Passage shown:
Segment Open
A low unemployment rate and the spreading legalization of marijuana have led many businesses to rethink their drug testing policies for the first time in decades. A small but increasing number are simply no longer testing for pot.
For small businesses, however, how to handle these challenges may be a tougher call than for bigger corporations. There is a bewildering patchwork of state laws regarding medical and recreational marijuana use. And it's still illegal under federal law. Yet smaller companies don't have extensive HR and legal departments to help them sort through it all.
"There is a lot of conflict there, and many employers, they just don't know what to do," said Kathryn Russo, a lawyer at Melville, New York-based firm Jackson Lewis. Recreational marijuana use is legal in nine states plus Washington, D.C., and medical marijuana is legal in 29 states.
Here are some questions small businesses need to consider when deciding on what drug testing policies to follow:
IS IT A FEDERALLY REGULATED POSITION, OR SAFETY-SENSITIVE?
Employment lawyers say these cases are the easy ones. If your business is regulated by the federal Department of Transportation or is a defense contractor, you are likely legally required to drug test for all drugs illegal at the federal level, including marijuana. Similarly, if a job raises safety concerns -- such as a forklift driver, an operator of heavy factory equipment, or a meat slicer -- it's in the best interests of the employer to still test for pot, even if it is legal in your state.
In states where medical marijuana is legal, small businesses increasingly risk running into legal trouble if they deny a job to someone who has obtained a medical marijuana prescription.
Until last year, courts typically deferred to employers who didn't want to hire marijuana users, regardless of state law. It's still illegal under federal law, after all.
But three court cases in the past year have sided with employees, forcing companies in Connecticut, Massachusetts and Rhode Island to reinstate workers with medical marijuana cards who were fired, or whose job offers were rescinded, because they tested positive.
Segment Closed
Information shown:
Segment Open
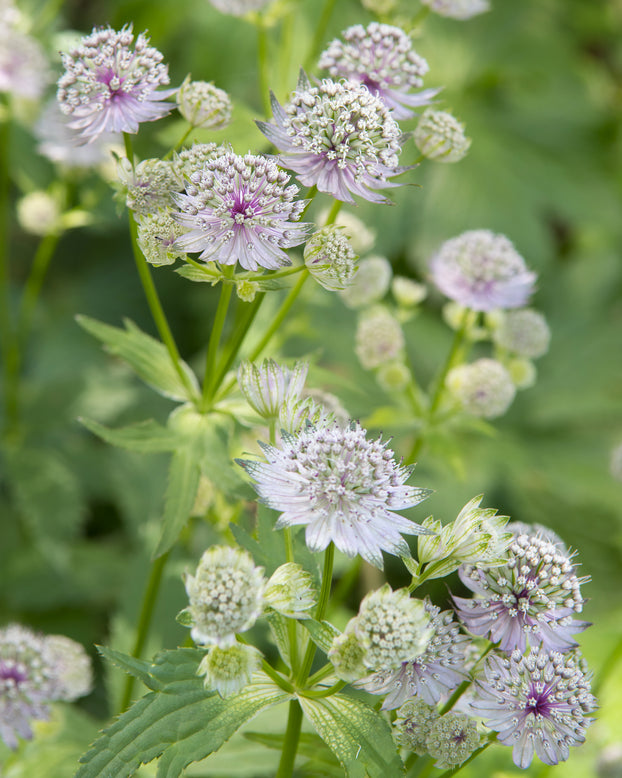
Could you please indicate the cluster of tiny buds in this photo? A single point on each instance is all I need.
Segment Closed
Your tasks:
[a] According to the article on marijuana and workplace drug testing, in how many states is medical marijuana legal?
[b] Write a continuation of the article on marijuana and workplace drug testing, picking up after its last sentence.
The data has no connection to the article on marijuana and workplace drug testing.

Answers to the exercise:
[a] 29 states

[b]
In roughly a dozen states, medical marijuana users are protected to some degree from employment discrimination, Russo said. Yet the state laws around the issue are "all different," she said. In Arizona and Pennsylvania, for example, state law explicitly allows employers to bar medical pot users from safety-sensitive positions, Russo said. Other states don't have clear rules.
WHAT ABOUT WORKERS' COMP?
Some companies may receive discounts on their workers' compensation insurance premiums if they conduct drug tests. If an employer is thinking about stopping testing, they should find out whether they would lose that discount.
Michael Clarkson, head of the drug testing practice at Ogletree Deakins, recommends small companies check in with their insurance brokers before making a final decision.
KEEP AN EYE ON THE WHITE HOUSE
In January, Attorney General Jeff Sessions revoked a policy from the Obama administration that had discouraged federal prosecutors from pursuing marijuana cases in states where the drug is legal.
That move suggested the Trump administration would crack down on marijuana users and caused even greater confusion among employers.
Last month, Trump promised Colorado Senator Cory Gardner, a Republican, that the federal government wouldn't target his state's marijuana industry. The state was one of the first to legalize recreational pot when it did so in 2014.
Still, it's not clear to most employment lawyers where exactly the administration stands.
"Your guess is as good as mine where the federal government is," Clarkson said.